- INSTRUÇÕES E REQUISITOS -
Por favor, redigite na íntegra o trecho sobre a qualidade do ar em Volta Redonda, sem mudar uma só palavra ou sinal.

- TRECHO SELECIONADO -

====

Em resposta aos moradores, o Inea informou que as medições de qualidade do ar em Volta Redonda são feitas por nove estações, sendo uma delas na região do pátio de escória da própria CSN. O órgão explicou que a CSN opera e mantém oito estações de qualidade de ar e uma de meteorologia, "porque é prática do controle ambiental que atividades responsáveis por emissões se responsabilizem pelo monitoramento do entorno, atendendo a instruções do Inea".

Problemas recorrentes

Possíveis falhas no controle de emissão de material particulado em sua produção de aço na atmosfera, fizeram a CSN emitir nota aos acionistas, anunciando, dia 20 de junho, ter conseguido "mais 90 dias de autoridades ambientais para operar a Usina Presidente Vargas". Prazo para "continuar a busca de solução consensual definitiva das questões ambientais".

O Inea, acusado pela Ahomar de suposta "conivência" com o descontrole do depósito de escória, por estar há oito anos analisando pedido de licença da Harsco, revelou que o monitoramento do ar é feito de uma em uma hora nas estações automáticas, e a cada seis dias, por 24h, nas convencionais. "Nos últimos dois meses a qualidade ficou entre regular e boa", assegurou

Já no site da Secretaria de Meio Ambiente da Prefeitura de Volta Redonda, o internauta parece cair numa pegadinha, ao ser orientado a acessar a página fora do ar do Inea. O órgão alega que seu portal está "passando por modernização" e que a CSN "aprimora a tecnologia" dos painéis de informações inoperantes.

====

- LISTAGEM FORNECIDA -
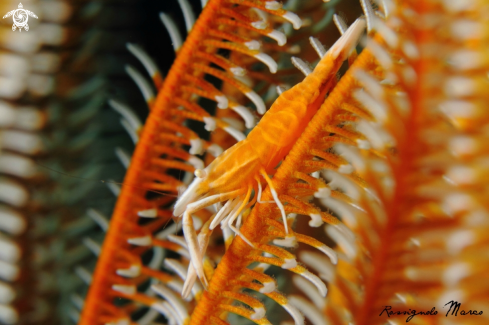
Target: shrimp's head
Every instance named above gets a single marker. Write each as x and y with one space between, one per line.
234 169
197 189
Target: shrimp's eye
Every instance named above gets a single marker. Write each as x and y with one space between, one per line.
200 173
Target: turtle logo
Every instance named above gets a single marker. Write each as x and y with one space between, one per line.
21 16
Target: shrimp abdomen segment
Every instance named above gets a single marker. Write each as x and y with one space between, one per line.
234 169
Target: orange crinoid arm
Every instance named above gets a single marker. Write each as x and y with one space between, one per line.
120 270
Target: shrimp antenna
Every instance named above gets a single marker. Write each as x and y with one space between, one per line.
102 180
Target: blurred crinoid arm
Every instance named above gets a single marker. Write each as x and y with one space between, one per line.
153 177
421 236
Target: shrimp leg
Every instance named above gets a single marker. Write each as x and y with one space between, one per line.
277 201
189 230
236 214
203 240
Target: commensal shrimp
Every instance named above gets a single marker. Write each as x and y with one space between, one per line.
234 174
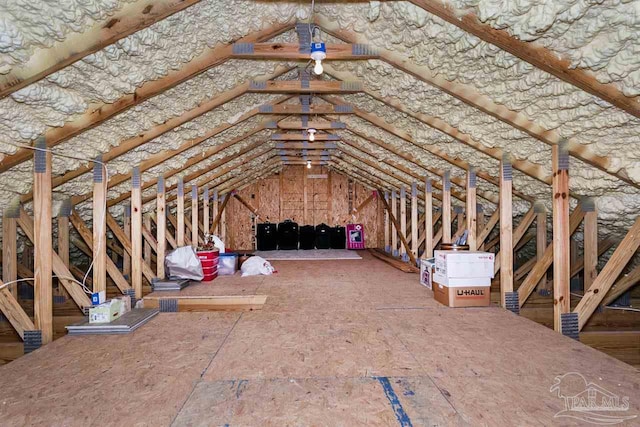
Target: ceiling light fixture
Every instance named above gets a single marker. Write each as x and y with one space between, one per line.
312 134
318 53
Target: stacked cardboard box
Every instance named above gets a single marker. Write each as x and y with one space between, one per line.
463 278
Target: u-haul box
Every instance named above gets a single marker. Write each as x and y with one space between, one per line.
463 265
469 295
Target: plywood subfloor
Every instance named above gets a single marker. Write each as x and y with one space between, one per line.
337 343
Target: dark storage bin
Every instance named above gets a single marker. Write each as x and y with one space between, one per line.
338 238
307 237
288 235
323 236
267 237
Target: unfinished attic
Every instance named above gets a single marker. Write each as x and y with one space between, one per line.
243 212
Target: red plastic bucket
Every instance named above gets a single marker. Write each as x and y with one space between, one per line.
208 263
210 277
208 255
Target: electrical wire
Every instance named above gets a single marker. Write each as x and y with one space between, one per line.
101 233
622 308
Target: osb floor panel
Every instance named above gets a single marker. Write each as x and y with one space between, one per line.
338 343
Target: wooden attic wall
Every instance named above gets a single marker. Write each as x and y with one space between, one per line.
281 196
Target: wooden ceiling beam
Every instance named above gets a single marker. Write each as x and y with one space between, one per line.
307 146
311 124
311 110
192 161
460 182
531 169
533 53
257 152
302 136
352 175
243 182
215 181
291 51
475 99
124 22
131 143
377 121
98 113
299 86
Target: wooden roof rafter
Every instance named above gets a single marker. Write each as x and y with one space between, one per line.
124 22
533 53
473 98
97 114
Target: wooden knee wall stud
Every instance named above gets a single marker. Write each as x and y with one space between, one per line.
569 323
511 302
32 340
168 305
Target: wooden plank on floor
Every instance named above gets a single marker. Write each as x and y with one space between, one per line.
210 303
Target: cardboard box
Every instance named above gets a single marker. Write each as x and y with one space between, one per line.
464 264
462 296
462 281
106 312
426 272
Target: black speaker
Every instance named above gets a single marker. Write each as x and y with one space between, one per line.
267 237
307 237
323 236
288 235
338 238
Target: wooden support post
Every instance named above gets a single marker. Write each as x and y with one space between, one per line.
214 212
43 246
446 207
387 226
218 217
506 229
26 223
10 249
395 222
63 233
599 288
223 222
394 229
471 210
428 219
561 234
480 220
247 205
625 283
414 219
136 233
205 211
126 224
180 213
88 238
590 241
305 196
161 228
99 227
146 219
194 216
15 314
403 221
460 221
541 238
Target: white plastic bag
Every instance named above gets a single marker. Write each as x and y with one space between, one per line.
183 263
219 244
256 265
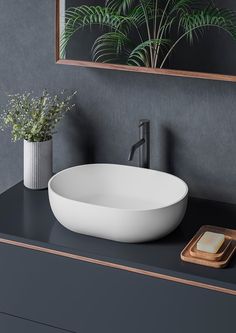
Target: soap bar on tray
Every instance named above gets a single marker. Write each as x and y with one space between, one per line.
210 242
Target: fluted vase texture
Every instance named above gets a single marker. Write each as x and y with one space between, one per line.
37 164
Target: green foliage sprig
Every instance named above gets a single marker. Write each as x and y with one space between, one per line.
34 118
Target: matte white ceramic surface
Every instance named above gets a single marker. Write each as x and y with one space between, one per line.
117 202
37 164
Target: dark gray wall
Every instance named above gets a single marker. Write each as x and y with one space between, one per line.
193 121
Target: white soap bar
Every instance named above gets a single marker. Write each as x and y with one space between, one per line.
210 242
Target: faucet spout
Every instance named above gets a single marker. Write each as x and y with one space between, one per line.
134 148
143 144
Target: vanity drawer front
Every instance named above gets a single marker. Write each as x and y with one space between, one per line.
87 298
12 324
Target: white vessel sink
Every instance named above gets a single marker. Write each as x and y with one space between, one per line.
116 202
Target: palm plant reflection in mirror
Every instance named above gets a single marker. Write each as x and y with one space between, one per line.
153 22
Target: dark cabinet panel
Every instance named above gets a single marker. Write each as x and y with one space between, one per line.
86 298
12 324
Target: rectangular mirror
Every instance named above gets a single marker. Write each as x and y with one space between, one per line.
192 38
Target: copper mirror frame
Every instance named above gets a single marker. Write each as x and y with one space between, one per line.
171 72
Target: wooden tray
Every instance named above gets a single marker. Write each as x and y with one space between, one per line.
223 261
210 256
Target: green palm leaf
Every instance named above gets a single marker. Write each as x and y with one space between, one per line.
109 47
79 17
198 20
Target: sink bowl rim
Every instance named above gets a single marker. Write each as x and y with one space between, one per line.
182 197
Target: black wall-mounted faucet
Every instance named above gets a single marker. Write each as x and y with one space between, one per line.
143 144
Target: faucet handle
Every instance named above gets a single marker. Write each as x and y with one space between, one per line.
143 122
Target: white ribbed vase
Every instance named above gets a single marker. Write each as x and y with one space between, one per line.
37 164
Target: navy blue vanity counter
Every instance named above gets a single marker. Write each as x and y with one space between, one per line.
26 217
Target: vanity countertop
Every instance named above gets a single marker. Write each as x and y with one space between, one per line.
26 219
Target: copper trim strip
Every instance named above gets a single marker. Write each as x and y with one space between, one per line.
119 266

====

- RESPOSTA AO EXERCÍCIO -
Em resposta aos moradores, o Inea informou que as medições de qualidade do ar em Volta Redonda são feitas por nove estações, sendo uma delas na região do pátio de escória da própria CSN. O órgão explicou que a CSN opera e mantém oito estações de qualidade de ar e uma de meteorologia, "porque é prática do controle ambiental que atividades responsáveis por emissões se responsabilizem pelo monitoramento do entorno, atendendo a instruções do Inea".

Problemas recorrentes

Possíveis falhas no controle de emissão de material particulado em sua produção de aço na atmosfera, fizeram a CSN emitir nota aos acionistas, anunciando, dia 20 de junho, ter conseguido "mais 90 dias de autoridades ambientais para operar a Usina Presidente Vargas". Prazo para "continuar a busca de solução consensual definitiva das questões ambientais".

O Inea, acusado pela Ahomar de suposta "conivência" com o descontrole do depósito de escória, por estar há oito anos analisando pedido de licença da Harsco, revelou que o monitoramento do ar é feito de uma em uma hora nas estações automáticas, e a cada seis dias, por 24h, nas convencionais. "Nos últimos dois meses a qualidade ficou entre regular e boa", assegurou

Já no site da Secretaria de Meio Ambiente da Prefeitura de Volta Redonda, o internauta parece cair numa pegadinha, ao ser orientado a acessar a página fora do ar do Inea. O órgão alega que seu portal está "passando por modernização" e que a CSN "aprimora a tecnologia" dos painéis de informações inoperantes.